» **Exercise objective**:
For each line below that contains the string "white", copy that line.

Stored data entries
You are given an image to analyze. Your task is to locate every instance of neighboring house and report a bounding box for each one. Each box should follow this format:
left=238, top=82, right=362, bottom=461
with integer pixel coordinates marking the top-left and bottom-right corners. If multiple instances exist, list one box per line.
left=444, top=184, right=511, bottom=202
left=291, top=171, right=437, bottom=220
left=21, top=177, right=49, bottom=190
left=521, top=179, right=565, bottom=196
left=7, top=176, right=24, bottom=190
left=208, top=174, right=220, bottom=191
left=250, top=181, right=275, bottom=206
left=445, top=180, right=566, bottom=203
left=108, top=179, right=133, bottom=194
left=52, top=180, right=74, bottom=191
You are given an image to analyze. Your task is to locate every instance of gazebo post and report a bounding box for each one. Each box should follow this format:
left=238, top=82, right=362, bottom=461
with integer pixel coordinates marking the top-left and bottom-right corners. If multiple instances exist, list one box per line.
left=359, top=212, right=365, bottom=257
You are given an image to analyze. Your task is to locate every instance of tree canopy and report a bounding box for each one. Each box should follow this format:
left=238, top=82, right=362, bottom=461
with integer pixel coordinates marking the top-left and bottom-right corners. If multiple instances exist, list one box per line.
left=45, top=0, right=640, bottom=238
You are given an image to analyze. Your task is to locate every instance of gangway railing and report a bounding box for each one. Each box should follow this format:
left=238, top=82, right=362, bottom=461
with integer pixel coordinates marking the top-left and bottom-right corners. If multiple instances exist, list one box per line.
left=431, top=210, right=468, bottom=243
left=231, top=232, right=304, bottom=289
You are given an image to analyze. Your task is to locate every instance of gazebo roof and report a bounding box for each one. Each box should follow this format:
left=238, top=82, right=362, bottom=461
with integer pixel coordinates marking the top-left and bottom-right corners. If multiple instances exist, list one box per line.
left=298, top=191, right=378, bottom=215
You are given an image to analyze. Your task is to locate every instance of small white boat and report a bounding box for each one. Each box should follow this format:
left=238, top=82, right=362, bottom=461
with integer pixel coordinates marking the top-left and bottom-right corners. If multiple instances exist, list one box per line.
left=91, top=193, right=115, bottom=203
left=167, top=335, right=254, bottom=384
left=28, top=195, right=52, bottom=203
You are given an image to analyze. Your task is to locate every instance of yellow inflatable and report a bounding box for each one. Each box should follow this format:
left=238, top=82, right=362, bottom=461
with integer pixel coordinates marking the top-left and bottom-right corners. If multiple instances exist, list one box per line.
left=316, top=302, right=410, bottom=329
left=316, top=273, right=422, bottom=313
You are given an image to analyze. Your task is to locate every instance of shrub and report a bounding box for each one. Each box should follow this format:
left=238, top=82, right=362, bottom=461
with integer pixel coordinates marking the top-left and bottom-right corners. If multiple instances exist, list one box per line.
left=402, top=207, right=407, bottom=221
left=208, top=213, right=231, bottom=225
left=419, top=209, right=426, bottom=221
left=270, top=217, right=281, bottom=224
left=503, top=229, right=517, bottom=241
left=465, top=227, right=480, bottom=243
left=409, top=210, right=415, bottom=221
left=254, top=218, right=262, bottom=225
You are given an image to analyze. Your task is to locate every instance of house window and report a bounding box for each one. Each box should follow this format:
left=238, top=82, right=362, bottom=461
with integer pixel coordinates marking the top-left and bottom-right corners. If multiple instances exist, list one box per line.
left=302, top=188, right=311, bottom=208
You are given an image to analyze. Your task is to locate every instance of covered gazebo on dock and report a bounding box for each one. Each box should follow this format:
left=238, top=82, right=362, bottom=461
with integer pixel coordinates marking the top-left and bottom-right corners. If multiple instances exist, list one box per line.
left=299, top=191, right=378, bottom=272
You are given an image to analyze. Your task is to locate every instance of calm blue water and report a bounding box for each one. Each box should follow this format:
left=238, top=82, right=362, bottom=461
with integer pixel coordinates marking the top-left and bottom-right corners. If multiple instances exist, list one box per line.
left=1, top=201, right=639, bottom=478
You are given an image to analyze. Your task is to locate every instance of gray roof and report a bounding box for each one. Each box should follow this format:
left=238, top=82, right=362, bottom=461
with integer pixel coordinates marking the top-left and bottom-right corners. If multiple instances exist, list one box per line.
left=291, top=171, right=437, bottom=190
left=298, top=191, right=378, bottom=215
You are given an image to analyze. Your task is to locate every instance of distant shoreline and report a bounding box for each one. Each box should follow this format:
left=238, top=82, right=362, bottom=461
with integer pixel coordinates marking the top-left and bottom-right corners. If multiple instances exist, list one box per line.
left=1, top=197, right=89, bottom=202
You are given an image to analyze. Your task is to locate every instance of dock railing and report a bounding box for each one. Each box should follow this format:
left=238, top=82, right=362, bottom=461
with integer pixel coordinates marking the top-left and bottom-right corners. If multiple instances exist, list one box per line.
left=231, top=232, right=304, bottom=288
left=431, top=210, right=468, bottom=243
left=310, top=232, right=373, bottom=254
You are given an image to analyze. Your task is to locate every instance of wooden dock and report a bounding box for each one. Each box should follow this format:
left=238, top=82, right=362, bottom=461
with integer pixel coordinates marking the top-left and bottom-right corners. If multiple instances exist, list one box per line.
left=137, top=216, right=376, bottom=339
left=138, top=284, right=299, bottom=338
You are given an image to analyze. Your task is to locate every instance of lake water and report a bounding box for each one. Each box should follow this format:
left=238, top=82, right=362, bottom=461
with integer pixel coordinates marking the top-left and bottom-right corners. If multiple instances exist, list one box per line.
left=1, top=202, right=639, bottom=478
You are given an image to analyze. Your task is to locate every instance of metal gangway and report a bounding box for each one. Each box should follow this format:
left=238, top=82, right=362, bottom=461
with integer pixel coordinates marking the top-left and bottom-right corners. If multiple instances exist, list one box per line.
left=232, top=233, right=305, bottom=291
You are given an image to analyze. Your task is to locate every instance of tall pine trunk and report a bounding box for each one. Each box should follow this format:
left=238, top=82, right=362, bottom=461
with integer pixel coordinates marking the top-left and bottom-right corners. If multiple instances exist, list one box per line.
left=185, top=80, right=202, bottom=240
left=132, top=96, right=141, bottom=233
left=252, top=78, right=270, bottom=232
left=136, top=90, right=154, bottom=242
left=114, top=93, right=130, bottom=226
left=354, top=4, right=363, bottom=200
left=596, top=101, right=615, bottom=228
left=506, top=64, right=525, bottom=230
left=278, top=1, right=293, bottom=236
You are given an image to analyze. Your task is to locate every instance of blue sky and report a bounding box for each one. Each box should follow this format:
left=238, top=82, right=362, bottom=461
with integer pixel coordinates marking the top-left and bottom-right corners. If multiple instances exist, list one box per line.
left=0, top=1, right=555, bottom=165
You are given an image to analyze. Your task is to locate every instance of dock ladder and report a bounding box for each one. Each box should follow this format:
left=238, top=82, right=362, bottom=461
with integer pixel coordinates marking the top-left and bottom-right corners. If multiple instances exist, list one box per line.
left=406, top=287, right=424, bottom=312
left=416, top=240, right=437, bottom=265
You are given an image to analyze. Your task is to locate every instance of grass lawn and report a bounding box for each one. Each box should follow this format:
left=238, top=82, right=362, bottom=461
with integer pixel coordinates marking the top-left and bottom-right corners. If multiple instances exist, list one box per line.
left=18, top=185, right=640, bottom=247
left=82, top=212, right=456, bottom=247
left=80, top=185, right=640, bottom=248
* * *
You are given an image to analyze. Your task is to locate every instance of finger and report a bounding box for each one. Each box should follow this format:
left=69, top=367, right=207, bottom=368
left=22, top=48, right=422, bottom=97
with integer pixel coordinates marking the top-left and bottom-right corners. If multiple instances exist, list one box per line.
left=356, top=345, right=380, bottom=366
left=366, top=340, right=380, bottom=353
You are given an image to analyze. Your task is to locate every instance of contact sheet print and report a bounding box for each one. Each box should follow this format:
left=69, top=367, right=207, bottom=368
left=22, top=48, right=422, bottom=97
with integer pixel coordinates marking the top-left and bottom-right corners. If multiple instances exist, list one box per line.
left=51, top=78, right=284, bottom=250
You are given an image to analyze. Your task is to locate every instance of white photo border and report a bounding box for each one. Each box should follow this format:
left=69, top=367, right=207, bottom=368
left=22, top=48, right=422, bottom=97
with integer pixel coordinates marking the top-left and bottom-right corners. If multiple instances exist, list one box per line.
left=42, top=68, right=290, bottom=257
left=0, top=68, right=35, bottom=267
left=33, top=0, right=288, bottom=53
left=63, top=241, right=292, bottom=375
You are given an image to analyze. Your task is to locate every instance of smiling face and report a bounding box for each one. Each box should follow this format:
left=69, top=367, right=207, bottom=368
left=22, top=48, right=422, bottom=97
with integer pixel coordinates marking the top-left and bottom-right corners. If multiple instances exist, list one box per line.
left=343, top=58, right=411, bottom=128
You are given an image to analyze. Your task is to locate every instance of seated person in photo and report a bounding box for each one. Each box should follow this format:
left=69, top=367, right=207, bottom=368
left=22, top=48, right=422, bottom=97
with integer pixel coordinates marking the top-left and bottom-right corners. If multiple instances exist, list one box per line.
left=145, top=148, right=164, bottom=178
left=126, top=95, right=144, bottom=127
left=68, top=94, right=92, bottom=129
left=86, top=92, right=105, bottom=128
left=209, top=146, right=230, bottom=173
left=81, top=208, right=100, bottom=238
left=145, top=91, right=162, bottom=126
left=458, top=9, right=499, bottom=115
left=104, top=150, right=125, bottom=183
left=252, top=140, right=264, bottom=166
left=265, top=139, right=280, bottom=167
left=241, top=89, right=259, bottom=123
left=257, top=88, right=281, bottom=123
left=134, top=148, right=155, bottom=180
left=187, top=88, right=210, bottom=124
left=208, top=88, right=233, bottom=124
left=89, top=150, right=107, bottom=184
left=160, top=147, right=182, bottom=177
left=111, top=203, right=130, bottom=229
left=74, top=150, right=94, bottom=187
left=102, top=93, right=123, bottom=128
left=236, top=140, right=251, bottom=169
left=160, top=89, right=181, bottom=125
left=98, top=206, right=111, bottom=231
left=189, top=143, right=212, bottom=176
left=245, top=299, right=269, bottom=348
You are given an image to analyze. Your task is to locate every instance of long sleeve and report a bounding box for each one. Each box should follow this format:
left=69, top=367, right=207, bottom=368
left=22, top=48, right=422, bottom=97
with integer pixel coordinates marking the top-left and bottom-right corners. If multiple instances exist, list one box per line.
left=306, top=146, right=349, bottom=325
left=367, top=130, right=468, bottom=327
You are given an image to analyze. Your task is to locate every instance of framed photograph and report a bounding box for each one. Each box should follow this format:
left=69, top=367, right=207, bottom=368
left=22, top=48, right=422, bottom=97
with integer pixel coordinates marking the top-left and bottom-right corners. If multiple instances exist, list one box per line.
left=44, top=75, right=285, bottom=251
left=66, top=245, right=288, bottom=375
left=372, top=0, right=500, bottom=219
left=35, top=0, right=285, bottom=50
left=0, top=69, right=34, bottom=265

» **Response for this exercise**:
You are given an image to analyze. Your task is to locate every instance of small white boat and report a bounding box for each one. Each box should follow this format:
You are given an image to analyze. Your task is to locate every instance of white photo border and report a bounding box for each one. Each box should follow this format:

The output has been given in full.